*Items from a dataset*:
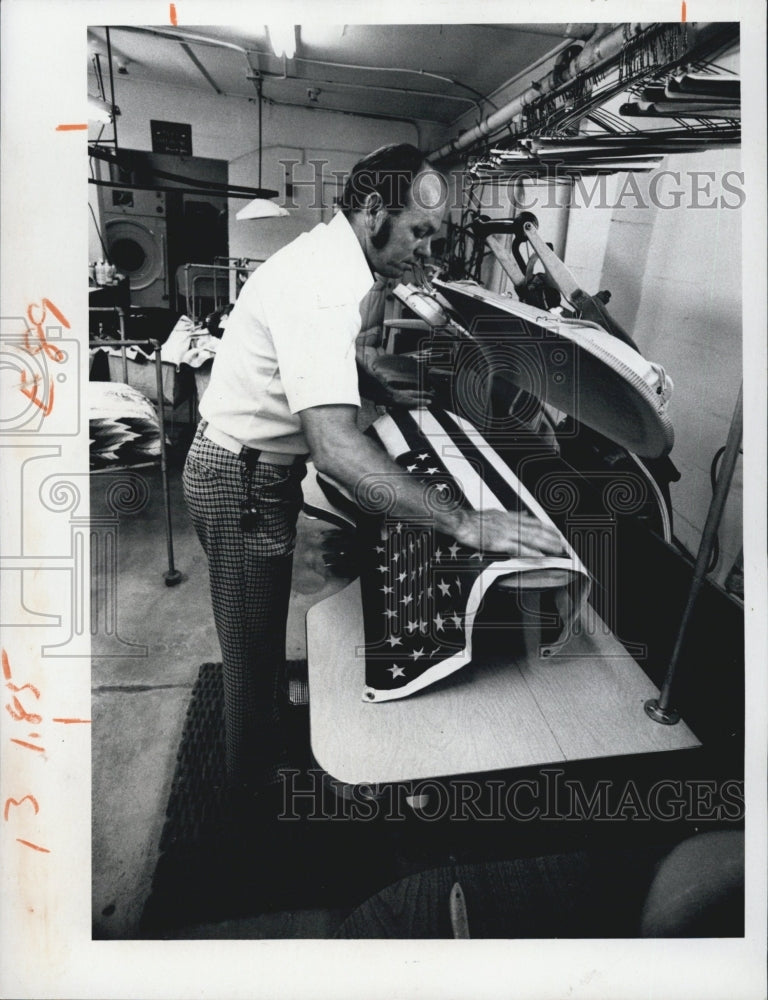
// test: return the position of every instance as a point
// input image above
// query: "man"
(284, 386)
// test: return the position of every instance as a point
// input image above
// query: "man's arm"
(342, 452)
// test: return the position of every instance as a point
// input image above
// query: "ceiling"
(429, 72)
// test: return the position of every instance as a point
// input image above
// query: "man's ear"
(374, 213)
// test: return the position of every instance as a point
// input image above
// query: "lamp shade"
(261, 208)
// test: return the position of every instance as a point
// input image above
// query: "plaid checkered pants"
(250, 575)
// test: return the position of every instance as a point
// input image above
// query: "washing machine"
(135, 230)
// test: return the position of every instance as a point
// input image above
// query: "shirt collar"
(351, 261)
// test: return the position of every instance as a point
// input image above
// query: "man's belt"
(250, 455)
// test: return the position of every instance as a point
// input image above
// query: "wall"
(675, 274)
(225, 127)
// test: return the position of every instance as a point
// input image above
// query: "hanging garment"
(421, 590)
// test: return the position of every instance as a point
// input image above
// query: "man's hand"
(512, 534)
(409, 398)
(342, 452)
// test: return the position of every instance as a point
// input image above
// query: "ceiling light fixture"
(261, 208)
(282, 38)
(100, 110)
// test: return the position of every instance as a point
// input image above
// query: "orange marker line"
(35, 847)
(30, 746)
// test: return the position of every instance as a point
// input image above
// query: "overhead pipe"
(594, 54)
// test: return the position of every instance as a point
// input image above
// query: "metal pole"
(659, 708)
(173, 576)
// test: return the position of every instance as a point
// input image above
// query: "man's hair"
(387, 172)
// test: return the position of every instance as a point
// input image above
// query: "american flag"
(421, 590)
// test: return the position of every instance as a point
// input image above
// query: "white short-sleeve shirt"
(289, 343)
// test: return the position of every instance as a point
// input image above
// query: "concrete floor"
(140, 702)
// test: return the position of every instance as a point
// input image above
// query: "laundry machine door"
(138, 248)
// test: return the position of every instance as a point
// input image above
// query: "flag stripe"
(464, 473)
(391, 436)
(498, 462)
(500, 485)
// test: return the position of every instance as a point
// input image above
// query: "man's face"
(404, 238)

==

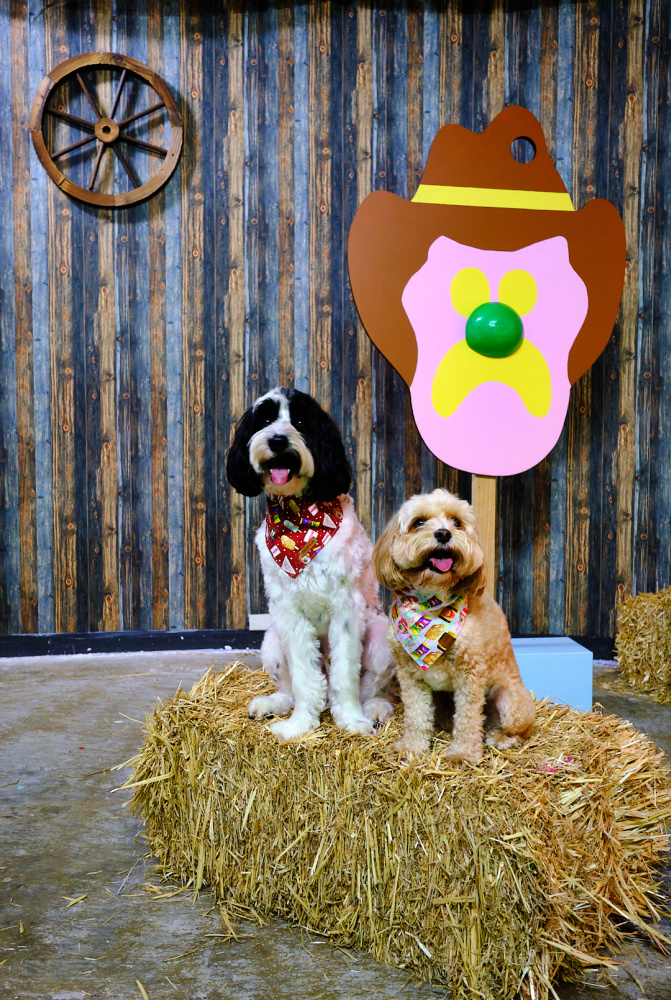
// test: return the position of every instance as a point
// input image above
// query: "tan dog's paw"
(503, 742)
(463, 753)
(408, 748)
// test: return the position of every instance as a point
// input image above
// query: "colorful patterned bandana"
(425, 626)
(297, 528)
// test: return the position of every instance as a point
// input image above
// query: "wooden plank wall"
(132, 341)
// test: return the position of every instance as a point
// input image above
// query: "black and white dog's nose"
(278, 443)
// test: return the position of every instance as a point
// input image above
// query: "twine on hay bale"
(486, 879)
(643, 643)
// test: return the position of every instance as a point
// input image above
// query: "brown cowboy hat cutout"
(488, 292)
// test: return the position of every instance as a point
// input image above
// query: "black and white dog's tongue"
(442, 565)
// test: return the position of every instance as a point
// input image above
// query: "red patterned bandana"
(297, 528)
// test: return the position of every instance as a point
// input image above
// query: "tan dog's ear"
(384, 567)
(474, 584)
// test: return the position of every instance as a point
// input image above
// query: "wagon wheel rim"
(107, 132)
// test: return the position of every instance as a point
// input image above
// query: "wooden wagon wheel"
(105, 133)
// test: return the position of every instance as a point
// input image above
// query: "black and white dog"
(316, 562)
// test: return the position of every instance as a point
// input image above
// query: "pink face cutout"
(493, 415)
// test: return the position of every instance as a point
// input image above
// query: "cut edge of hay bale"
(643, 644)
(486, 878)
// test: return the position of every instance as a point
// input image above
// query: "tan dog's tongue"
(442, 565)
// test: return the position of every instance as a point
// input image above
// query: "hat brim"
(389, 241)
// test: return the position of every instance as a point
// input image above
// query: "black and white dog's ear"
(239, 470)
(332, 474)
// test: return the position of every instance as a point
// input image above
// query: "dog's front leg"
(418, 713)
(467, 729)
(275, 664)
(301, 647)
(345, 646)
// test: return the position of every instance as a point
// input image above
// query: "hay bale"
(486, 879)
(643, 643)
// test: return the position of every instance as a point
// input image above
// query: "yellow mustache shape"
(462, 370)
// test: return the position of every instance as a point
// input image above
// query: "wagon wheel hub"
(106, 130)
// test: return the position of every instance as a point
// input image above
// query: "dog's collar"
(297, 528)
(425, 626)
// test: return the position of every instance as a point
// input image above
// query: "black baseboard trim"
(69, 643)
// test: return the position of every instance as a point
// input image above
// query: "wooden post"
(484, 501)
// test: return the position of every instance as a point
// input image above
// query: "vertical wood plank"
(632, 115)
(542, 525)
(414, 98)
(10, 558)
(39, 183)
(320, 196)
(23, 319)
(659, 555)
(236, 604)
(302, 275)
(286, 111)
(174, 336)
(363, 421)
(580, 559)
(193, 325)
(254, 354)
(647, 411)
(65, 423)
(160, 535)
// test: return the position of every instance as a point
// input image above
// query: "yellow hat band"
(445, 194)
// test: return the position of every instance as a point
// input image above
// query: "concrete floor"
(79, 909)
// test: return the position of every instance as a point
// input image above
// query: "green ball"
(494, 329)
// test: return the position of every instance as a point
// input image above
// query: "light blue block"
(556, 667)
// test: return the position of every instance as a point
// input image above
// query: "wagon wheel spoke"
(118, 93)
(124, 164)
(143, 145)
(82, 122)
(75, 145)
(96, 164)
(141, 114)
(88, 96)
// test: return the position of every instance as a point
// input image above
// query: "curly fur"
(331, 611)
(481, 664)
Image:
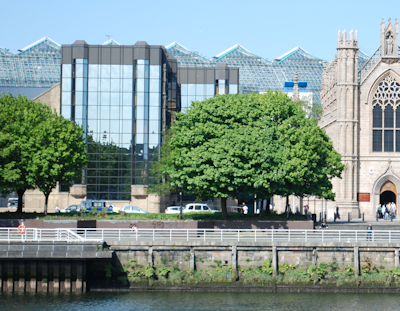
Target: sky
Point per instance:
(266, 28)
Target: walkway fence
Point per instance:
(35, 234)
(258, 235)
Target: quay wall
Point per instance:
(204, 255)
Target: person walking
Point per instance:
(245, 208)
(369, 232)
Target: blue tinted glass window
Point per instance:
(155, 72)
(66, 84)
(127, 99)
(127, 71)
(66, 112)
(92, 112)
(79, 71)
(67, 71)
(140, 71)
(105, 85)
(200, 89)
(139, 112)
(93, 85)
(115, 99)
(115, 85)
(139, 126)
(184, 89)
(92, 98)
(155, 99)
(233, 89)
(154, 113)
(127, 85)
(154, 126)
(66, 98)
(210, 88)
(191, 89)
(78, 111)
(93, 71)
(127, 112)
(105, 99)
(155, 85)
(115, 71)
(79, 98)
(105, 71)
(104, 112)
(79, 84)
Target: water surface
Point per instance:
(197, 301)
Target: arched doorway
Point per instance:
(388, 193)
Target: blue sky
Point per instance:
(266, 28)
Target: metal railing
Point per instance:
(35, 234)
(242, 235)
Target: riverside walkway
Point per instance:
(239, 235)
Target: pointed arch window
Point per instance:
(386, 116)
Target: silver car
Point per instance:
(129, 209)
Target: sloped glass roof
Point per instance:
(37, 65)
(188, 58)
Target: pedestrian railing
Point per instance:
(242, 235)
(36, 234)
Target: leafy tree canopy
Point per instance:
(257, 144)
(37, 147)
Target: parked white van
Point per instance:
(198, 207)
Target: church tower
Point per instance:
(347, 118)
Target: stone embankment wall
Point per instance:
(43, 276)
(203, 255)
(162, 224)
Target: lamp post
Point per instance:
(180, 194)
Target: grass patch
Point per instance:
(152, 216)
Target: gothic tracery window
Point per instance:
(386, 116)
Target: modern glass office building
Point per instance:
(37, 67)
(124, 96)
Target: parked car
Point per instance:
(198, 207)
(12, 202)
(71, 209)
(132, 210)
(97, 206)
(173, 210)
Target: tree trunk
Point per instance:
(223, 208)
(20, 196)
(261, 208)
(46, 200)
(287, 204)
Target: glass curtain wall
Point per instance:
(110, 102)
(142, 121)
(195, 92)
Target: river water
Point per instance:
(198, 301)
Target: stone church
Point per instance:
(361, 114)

*Activity*:
Copy each line of the data above that holds "tree".

*Answer for this exercise*:
Target: leafy tree canopy
Target: tree trunk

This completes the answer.